EXERCISE DETAILS: Write out exactly the lines from the one containing "Reviewer note: confirm that every instance of the olive" through the last line of the records below, including both.

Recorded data
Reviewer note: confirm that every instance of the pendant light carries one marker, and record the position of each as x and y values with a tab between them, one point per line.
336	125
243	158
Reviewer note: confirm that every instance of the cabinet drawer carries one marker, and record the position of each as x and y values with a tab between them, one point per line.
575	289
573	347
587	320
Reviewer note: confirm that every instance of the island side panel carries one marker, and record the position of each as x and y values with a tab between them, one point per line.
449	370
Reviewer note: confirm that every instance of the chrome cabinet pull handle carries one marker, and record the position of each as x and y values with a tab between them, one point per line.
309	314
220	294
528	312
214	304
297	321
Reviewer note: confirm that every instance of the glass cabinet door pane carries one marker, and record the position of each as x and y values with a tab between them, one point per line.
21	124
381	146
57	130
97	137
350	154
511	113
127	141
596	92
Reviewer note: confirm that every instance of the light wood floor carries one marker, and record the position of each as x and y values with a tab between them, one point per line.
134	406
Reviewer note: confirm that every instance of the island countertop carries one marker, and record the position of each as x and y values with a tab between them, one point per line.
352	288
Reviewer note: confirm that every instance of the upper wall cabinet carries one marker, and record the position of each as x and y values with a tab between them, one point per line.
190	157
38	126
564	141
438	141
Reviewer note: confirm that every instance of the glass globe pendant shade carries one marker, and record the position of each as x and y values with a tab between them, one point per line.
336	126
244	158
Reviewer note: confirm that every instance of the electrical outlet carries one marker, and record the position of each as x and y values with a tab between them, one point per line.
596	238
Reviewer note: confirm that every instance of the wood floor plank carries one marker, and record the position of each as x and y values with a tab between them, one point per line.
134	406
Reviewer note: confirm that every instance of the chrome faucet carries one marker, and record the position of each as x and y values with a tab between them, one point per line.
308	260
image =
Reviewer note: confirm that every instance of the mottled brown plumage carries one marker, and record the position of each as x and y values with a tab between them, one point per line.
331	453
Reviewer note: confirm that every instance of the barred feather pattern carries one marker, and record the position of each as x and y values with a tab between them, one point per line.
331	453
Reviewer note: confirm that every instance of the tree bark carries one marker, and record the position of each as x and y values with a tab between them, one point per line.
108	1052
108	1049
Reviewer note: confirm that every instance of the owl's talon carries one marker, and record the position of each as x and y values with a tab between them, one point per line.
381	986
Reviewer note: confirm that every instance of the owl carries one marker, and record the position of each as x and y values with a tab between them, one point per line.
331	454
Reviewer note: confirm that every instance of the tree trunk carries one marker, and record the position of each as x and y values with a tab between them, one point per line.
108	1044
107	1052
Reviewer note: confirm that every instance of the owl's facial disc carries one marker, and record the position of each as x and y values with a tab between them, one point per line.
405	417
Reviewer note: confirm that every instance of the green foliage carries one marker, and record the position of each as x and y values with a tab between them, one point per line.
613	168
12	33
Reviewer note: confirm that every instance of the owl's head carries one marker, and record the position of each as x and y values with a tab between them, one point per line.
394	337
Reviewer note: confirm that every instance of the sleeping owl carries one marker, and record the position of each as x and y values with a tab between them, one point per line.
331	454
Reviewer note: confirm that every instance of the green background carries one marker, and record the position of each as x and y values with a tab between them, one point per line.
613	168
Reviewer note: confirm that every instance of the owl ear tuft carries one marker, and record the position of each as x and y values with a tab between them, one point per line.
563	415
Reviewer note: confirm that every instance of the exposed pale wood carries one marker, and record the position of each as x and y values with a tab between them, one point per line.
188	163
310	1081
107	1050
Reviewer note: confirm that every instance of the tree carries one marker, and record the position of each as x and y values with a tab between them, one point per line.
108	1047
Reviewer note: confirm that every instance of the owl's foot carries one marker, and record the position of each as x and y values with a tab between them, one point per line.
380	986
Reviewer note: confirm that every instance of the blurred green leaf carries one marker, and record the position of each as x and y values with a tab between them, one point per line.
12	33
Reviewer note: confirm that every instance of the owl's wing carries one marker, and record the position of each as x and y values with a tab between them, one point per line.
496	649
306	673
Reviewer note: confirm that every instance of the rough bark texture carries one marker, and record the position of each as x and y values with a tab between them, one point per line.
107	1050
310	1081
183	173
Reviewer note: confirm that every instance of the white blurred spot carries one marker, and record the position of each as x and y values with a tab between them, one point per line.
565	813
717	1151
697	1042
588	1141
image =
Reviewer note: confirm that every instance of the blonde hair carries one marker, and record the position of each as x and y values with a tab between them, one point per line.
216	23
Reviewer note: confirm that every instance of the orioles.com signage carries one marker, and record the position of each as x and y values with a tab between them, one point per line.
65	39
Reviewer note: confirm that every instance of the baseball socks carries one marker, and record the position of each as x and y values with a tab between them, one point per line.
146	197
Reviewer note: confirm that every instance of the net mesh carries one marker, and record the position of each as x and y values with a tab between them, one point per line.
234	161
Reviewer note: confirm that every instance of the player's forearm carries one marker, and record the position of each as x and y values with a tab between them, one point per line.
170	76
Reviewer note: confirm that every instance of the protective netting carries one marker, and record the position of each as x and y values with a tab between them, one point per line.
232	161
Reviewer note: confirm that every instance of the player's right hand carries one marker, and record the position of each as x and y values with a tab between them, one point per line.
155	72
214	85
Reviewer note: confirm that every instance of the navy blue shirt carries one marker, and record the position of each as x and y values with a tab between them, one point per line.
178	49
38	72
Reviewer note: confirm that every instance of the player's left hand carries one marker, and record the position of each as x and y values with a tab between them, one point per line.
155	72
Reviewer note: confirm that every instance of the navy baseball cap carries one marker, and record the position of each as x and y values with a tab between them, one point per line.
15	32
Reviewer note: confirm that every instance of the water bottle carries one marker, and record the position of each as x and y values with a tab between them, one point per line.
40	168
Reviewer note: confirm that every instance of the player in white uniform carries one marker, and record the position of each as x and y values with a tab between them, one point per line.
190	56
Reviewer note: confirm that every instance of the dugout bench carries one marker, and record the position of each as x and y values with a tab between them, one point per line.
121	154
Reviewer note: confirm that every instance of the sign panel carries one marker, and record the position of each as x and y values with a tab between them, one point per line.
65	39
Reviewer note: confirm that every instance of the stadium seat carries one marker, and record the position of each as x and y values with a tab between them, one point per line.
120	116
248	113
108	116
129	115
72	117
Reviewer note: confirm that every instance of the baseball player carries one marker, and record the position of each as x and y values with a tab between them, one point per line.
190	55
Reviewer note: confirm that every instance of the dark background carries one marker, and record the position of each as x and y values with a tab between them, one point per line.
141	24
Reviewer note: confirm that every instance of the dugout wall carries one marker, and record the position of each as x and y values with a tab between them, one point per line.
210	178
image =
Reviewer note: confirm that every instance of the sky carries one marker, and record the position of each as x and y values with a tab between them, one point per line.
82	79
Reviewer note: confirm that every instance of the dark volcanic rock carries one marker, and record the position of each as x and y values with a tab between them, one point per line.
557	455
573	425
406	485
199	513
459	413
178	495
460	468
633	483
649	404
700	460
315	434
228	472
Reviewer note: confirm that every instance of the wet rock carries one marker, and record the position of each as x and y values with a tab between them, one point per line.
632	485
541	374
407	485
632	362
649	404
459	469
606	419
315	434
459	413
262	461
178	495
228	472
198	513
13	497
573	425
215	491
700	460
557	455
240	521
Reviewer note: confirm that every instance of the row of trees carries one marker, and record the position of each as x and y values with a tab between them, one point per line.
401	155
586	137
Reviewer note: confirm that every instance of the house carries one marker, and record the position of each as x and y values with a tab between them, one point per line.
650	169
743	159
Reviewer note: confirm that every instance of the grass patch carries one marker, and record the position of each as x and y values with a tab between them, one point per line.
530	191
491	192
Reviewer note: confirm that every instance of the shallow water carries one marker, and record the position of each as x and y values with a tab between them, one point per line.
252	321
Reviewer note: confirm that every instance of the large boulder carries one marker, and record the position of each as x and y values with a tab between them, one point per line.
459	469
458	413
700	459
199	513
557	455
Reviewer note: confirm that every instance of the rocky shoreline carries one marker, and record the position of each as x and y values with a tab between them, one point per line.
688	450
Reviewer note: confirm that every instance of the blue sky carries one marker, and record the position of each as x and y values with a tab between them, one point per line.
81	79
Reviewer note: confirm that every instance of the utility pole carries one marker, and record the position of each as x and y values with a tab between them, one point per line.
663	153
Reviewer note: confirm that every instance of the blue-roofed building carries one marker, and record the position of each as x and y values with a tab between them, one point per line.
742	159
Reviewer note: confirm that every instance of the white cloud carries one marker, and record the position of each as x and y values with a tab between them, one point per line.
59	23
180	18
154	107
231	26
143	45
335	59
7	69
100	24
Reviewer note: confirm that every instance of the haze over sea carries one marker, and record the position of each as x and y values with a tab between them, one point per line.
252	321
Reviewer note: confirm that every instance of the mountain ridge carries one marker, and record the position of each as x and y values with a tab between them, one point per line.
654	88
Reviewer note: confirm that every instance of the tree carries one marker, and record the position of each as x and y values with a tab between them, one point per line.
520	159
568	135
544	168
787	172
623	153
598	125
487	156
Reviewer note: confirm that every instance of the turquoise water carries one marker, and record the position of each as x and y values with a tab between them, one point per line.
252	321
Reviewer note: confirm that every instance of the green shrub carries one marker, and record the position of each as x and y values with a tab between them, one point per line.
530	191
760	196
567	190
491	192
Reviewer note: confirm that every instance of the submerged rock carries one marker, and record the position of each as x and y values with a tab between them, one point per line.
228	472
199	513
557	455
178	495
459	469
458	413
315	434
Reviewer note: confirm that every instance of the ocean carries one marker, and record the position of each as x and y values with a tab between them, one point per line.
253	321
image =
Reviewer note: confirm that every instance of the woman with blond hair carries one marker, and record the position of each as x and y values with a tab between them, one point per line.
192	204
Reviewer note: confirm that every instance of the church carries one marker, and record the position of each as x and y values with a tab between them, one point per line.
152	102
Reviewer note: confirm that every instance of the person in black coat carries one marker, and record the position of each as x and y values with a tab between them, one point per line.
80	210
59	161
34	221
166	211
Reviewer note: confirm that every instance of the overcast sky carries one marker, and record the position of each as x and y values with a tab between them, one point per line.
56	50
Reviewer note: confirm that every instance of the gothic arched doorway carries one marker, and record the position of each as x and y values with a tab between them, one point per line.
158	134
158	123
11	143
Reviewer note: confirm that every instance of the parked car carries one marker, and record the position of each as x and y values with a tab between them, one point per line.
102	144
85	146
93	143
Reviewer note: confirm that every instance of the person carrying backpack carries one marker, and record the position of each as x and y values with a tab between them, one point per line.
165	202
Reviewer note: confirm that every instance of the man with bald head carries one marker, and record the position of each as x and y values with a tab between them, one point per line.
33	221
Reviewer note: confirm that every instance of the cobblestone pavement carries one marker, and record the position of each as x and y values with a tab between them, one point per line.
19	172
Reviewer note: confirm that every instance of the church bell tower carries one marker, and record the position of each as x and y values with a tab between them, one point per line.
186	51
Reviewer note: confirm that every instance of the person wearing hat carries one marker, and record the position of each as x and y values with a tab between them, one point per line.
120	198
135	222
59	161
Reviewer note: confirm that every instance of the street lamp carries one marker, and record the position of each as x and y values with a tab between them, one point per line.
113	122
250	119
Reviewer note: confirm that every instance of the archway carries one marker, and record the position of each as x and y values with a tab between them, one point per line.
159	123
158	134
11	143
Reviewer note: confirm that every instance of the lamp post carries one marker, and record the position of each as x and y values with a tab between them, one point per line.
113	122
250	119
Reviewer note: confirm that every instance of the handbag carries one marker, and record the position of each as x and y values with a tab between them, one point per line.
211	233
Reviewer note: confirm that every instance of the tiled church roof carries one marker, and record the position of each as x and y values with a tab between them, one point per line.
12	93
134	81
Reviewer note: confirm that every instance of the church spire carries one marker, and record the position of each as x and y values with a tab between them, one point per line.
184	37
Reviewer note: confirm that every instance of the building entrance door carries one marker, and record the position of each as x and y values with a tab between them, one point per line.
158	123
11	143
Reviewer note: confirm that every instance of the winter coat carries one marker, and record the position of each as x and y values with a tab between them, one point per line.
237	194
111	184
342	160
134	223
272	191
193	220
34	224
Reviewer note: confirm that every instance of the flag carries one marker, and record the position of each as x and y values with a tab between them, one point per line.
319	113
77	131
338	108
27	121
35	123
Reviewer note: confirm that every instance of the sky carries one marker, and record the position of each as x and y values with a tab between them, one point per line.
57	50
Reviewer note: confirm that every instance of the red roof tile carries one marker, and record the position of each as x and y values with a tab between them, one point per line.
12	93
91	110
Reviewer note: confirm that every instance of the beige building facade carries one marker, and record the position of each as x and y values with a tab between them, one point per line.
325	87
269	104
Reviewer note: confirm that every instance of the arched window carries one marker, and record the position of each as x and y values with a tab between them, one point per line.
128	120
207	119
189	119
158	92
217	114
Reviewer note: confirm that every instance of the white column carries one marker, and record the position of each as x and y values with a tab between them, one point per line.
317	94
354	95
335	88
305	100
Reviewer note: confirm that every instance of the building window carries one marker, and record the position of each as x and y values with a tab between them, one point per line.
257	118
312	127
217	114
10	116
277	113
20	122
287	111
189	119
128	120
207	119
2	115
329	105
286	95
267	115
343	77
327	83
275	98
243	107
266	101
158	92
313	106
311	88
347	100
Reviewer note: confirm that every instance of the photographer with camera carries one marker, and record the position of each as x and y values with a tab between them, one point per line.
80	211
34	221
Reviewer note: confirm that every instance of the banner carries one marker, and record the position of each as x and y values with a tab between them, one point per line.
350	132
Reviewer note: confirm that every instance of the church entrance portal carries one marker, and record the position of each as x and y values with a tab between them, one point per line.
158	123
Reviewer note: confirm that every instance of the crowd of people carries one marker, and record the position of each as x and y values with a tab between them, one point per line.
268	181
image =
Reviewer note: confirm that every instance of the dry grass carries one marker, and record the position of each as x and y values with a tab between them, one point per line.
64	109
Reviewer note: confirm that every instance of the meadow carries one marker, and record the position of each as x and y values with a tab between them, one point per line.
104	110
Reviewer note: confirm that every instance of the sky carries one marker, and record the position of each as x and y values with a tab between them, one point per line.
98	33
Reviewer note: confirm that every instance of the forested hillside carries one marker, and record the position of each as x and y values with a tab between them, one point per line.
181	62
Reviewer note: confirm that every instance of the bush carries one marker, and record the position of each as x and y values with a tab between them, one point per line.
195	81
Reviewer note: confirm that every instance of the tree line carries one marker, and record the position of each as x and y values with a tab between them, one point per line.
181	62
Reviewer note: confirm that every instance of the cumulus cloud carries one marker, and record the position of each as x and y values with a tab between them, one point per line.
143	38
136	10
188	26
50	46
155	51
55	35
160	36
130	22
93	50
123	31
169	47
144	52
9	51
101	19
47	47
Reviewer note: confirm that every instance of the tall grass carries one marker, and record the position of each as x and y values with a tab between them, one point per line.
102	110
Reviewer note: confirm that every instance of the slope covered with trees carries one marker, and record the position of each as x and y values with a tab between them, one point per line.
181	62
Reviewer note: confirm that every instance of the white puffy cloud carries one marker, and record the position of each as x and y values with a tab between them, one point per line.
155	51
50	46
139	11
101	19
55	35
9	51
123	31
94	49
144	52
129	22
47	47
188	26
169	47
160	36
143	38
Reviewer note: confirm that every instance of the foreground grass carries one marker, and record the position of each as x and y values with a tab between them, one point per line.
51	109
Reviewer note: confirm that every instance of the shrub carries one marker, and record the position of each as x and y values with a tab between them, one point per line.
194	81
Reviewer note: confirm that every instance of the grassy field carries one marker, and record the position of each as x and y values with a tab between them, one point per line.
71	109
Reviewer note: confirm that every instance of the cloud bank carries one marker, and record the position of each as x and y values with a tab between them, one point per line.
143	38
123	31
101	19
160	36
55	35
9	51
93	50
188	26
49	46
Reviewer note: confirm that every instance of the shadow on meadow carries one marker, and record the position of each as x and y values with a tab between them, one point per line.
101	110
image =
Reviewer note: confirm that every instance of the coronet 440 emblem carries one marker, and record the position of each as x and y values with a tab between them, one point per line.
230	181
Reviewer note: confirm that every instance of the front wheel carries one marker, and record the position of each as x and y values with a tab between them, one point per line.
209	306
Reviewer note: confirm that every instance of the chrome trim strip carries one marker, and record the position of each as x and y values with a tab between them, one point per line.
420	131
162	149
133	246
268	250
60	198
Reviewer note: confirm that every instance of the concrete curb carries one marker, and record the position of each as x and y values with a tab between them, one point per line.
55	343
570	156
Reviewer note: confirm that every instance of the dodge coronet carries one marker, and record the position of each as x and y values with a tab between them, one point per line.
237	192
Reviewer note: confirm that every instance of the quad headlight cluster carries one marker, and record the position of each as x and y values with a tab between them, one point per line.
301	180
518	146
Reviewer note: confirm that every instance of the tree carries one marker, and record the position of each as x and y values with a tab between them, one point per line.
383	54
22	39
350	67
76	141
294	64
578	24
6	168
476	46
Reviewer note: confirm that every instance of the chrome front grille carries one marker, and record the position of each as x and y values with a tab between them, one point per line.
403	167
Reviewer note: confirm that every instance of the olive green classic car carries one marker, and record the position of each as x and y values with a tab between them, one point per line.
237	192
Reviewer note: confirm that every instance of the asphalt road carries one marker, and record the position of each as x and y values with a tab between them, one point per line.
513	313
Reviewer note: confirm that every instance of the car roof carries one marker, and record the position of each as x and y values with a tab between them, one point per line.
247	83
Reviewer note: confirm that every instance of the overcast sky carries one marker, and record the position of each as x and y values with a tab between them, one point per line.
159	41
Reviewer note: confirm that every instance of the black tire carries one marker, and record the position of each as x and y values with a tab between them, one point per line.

SOLVED PROBLEM:
Reviewer note: confirm that every instance of the olive green classic car carries one marker, and record the position of each as x and y values with a tab between them, one point per line.
237	192
Reviewer note: confirm that every instance of the asphalt road carries one marker, and record the position of each as x and y values with a tab between them, one point per line.
513	313
Reviewer note: confirm that every instance of the car roof carries one marker, and record the position of each as x and y values with a tab between them, one point per line.
247	83
Reviewer note: confirm that every instance of the overcast sky carries one marker, and record the position of each as x and y values with a tab between them, one point per line.
159	41
Reviewer note: confirm that every instance of the black tire carries one marker, and record the position of each as x and y values with a tab between them, one point per line.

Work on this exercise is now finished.